Set the records down again in full, with every word kept.

EXTRACTED INFORMATION:
———
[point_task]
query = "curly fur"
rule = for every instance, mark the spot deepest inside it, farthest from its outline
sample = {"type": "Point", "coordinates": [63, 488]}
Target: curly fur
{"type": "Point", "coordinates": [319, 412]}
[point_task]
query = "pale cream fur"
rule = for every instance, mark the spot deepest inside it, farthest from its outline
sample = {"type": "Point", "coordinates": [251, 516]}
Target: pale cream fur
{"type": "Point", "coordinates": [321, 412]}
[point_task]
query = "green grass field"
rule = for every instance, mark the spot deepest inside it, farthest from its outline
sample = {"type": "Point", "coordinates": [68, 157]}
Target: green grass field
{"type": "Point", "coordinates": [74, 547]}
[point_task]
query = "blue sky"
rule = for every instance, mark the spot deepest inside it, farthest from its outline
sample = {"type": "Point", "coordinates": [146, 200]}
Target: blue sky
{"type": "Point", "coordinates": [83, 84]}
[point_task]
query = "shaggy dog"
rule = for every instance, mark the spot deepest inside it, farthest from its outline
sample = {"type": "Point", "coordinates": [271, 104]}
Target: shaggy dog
———
SOLVED PROBLEM:
[point_task]
query = "curly fur"
rule = for every instance, mark the spot deepest inside it, farthest from its outline
sample = {"type": "Point", "coordinates": [63, 488]}
Target: curly fur
{"type": "Point", "coordinates": [319, 412]}
[point_task]
query = "pale cream fur"
rule = for every instance, mark the spot deepest inside it, farthest from its outline
sample = {"type": "Point", "coordinates": [251, 516]}
Target: pale cream fur
{"type": "Point", "coordinates": [321, 412]}
[point_task]
query = "green grass field"
rule = for every instance, mark the spot deepest inside it, farthest from its outline
sample = {"type": "Point", "coordinates": [68, 157]}
Target: green grass field
{"type": "Point", "coordinates": [74, 547]}
[point_task]
query = "blue sky"
rule = for every instance, mark the spot deepest inside it, farthest from its outline
sample = {"type": "Point", "coordinates": [146, 200]}
Target: blue sky
{"type": "Point", "coordinates": [83, 84]}
[point_task]
query = "shaggy dog"
rule = for every instance, mark the spot deepest inside it, farthest from its outline
sample = {"type": "Point", "coordinates": [271, 104]}
Target: shaggy dog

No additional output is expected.